## Information shown:
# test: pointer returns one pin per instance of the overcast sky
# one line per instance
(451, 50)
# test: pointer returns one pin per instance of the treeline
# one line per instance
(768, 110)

## Exercise instructions:
Reproduce all of the entries above verbatim, keeping every line as it is.

## Exercise answer:
# test: pointer returns one pin per instance of the overcast sky
# one line per instance
(451, 50)
# test: pointer returns one pin per instance of the treeline
# one line per instance
(768, 110)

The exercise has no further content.